Rewrite the records from the line containing "Where can the man's face" through the end of the records, inclusive, swapping "man's ear" for "man's nose" and leaving everything else the same.
* start Information given *
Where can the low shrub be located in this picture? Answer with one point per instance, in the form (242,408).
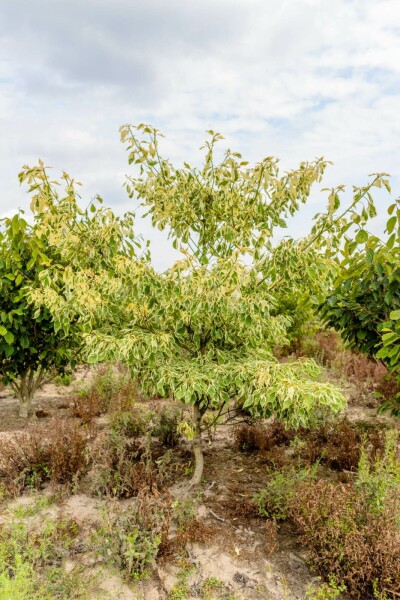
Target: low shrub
(166,429)
(274,500)
(52,452)
(338,445)
(124,467)
(130,423)
(352,531)
(261,437)
(111,388)
(131,538)
(31,559)
(346,538)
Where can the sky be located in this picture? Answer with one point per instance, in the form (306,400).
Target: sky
(295,79)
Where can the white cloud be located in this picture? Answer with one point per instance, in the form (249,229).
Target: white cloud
(294,78)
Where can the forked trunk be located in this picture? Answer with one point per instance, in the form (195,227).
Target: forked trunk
(25,390)
(197,447)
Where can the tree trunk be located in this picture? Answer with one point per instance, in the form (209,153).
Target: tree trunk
(24,395)
(197,447)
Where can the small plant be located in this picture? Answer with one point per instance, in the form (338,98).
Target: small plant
(258,437)
(326,591)
(130,423)
(379,477)
(210,585)
(131,537)
(31,558)
(166,429)
(348,538)
(274,501)
(64,379)
(181,591)
(111,388)
(125,466)
(53,452)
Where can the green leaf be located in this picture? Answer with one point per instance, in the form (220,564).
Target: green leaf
(362,236)
(390,225)
(9,337)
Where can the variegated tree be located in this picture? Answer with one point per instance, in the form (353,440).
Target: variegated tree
(204,331)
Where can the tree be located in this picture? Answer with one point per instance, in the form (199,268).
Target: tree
(33,344)
(204,331)
(364,305)
(30,347)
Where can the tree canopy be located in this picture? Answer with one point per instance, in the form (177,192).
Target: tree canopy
(204,331)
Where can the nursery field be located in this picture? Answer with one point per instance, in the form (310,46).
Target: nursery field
(94,502)
(227,428)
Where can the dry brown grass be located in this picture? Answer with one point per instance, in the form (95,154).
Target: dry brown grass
(346,538)
(54,452)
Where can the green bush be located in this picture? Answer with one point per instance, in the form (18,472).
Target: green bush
(274,500)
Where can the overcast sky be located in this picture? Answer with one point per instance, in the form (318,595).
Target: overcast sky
(291,78)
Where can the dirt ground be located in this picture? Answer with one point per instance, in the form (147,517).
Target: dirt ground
(243,552)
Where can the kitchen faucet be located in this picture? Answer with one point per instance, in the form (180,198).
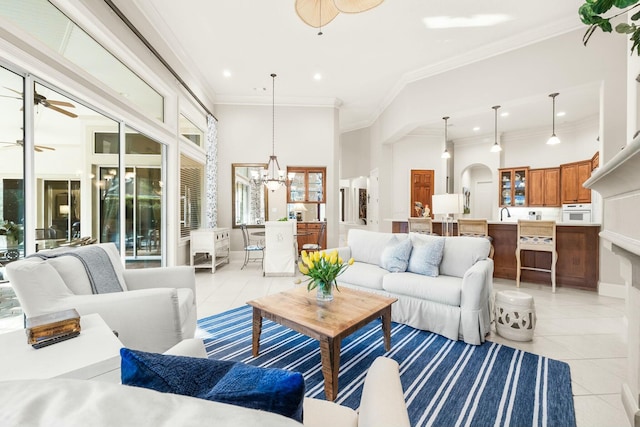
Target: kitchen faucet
(508,214)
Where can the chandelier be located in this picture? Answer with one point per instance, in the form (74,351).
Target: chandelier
(272,176)
(318,13)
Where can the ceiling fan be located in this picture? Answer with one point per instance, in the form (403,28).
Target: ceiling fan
(20,143)
(49,103)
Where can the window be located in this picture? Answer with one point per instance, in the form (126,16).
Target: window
(191,179)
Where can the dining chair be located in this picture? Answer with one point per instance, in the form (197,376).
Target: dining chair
(318,245)
(250,248)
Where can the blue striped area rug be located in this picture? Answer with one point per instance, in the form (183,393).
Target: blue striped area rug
(446,383)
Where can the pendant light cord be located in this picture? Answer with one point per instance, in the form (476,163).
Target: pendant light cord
(495,127)
(273,115)
(553,113)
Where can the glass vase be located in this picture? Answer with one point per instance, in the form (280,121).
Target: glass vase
(324,291)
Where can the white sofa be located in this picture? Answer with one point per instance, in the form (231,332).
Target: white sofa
(155,310)
(455,304)
(56,402)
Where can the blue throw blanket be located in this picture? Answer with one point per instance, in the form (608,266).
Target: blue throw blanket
(275,390)
(97,264)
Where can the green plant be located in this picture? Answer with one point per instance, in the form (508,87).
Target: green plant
(12,230)
(322,268)
(592,11)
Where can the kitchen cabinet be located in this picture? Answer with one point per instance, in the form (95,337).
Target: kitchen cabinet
(307,232)
(513,186)
(308,185)
(572,175)
(578,256)
(544,187)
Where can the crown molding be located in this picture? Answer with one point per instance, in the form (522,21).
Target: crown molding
(515,42)
(281,101)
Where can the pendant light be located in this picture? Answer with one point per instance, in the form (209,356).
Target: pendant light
(496,148)
(554,139)
(445,154)
(272,176)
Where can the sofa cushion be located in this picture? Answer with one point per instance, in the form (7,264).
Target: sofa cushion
(395,256)
(34,298)
(73,272)
(363,274)
(442,289)
(426,254)
(267,389)
(461,252)
(367,246)
(70,402)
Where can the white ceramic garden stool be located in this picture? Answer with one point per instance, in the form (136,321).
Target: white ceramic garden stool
(515,315)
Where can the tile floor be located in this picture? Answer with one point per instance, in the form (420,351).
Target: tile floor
(581,328)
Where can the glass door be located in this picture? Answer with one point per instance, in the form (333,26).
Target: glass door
(505,187)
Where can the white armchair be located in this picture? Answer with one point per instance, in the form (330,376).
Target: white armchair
(155,310)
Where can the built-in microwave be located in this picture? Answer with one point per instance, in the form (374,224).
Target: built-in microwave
(576,212)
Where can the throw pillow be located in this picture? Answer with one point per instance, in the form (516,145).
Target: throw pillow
(395,256)
(426,255)
(268,389)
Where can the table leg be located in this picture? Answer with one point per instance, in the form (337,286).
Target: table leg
(257,330)
(330,356)
(386,328)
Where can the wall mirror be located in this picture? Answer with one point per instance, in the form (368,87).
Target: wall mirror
(248,196)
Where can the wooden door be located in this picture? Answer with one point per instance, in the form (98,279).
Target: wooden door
(584,173)
(552,187)
(569,177)
(536,187)
(422,187)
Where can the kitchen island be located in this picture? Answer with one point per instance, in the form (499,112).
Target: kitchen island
(578,253)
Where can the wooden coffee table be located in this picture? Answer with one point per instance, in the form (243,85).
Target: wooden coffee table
(327,322)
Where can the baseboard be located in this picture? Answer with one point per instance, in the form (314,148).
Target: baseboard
(630,406)
(612,290)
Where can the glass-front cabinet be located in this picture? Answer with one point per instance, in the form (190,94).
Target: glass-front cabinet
(308,185)
(513,186)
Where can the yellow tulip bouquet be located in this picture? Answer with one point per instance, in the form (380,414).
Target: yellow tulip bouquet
(322,269)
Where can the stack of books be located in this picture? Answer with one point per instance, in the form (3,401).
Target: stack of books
(51,328)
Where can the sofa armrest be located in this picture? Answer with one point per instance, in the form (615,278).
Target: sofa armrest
(382,403)
(190,347)
(147,319)
(477,285)
(161,277)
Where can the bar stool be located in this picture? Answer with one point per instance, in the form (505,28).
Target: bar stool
(475,228)
(420,225)
(537,236)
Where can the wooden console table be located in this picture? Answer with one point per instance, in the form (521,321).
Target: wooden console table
(210,247)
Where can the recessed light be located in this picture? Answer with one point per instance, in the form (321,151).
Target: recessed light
(483,20)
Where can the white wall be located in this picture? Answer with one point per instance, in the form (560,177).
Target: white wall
(304,136)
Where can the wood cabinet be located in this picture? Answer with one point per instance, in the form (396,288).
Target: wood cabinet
(572,175)
(307,232)
(578,256)
(308,185)
(513,186)
(544,187)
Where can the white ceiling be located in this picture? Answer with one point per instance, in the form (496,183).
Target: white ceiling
(364,59)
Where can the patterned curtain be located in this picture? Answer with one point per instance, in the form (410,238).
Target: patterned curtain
(212,172)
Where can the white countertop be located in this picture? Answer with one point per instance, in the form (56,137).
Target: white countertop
(514,221)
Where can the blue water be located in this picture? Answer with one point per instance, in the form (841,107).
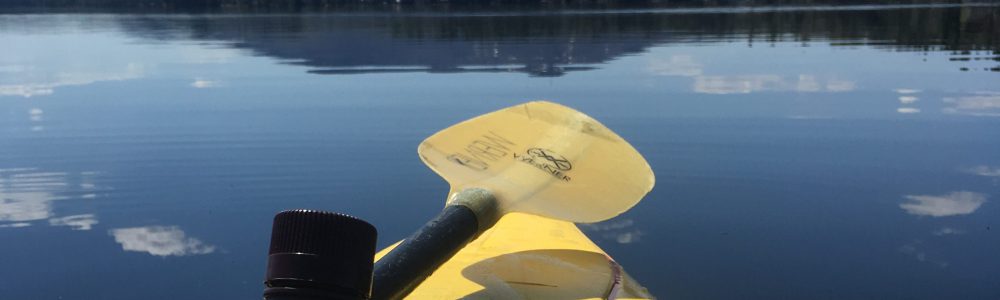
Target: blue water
(831,153)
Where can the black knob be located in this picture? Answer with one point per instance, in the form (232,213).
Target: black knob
(319,255)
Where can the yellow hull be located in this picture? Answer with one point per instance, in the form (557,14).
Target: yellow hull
(529,257)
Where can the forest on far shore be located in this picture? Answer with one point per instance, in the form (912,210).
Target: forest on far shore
(327,4)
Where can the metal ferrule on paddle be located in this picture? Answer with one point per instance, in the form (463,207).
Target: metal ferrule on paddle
(468,214)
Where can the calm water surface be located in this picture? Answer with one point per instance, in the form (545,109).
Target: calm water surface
(799,153)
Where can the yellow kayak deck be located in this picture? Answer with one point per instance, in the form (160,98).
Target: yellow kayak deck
(529,257)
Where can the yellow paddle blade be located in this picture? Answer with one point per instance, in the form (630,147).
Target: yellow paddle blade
(542,158)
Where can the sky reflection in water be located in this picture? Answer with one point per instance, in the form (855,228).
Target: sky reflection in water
(793,150)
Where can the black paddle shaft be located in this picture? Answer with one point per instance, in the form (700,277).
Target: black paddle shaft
(406,266)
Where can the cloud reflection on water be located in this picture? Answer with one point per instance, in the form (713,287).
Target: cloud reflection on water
(984,104)
(620,231)
(27,195)
(160,241)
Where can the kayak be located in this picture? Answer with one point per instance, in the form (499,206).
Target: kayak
(529,257)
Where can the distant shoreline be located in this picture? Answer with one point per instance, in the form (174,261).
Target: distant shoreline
(584,6)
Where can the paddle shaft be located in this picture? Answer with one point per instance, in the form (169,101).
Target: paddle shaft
(406,266)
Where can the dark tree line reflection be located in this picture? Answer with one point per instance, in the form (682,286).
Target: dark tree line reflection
(553,44)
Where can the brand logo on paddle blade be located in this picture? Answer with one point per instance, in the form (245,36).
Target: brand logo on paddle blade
(548,161)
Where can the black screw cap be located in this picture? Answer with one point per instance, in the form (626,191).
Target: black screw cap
(320,255)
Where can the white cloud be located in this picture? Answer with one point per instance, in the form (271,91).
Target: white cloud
(947,231)
(35,114)
(76,222)
(160,241)
(984,170)
(907,91)
(15,225)
(952,204)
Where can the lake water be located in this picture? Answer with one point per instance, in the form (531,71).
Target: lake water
(800,153)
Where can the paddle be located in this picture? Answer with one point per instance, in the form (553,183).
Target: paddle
(540,158)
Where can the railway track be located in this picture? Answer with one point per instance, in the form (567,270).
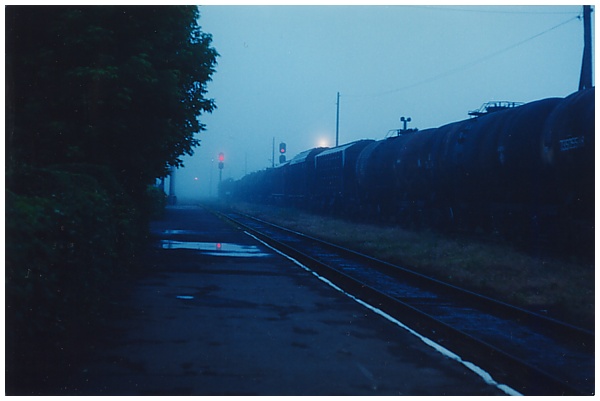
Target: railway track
(532,354)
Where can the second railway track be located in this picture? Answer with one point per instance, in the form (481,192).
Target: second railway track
(531,353)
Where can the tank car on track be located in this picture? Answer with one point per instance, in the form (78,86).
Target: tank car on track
(526,172)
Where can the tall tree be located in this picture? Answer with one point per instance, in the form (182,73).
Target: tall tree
(110,85)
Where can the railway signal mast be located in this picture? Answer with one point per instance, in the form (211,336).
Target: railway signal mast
(221,165)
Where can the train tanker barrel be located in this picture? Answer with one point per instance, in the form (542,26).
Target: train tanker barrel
(568,159)
(336,186)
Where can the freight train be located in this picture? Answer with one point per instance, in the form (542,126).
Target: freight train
(525,172)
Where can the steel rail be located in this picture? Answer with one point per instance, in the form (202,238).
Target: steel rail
(510,369)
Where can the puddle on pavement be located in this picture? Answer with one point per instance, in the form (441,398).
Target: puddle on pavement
(215,248)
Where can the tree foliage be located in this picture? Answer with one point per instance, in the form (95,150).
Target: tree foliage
(99,102)
(116,86)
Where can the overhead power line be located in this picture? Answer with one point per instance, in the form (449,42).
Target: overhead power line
(469,64)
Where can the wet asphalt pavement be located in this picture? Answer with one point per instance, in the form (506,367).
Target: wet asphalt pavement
(218,313)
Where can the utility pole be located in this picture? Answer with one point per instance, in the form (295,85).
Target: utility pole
(337,121)
(585,79)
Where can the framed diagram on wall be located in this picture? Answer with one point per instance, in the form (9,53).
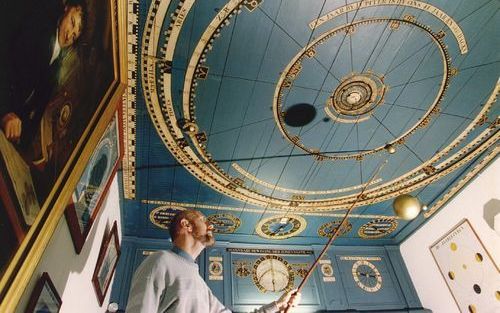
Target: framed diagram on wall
(91,189)
(106,263)
(468,269)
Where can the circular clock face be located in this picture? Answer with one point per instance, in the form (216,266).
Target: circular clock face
(281,226)
(378,228)
(366,276)
(224,223)
(328,229)
(272,273)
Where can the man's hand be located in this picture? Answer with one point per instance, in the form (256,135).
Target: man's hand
(292,297)
(12,126)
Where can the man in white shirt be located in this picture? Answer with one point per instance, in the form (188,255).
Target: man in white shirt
(169,282)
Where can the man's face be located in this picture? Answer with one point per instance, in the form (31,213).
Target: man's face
(70,27)
(202,230)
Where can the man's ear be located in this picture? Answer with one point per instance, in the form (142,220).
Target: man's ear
(185,224)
* end Information given *
## Reply
Where can the man's face be located in this picture? Answer with one point per instance, in the form (31,213).
Target: man's face
(70,27)
(202,230)
Where can the man's nose be located in this picture? Answer with one point per instance, in the form (142,220).
Target: man's nose
(185,224)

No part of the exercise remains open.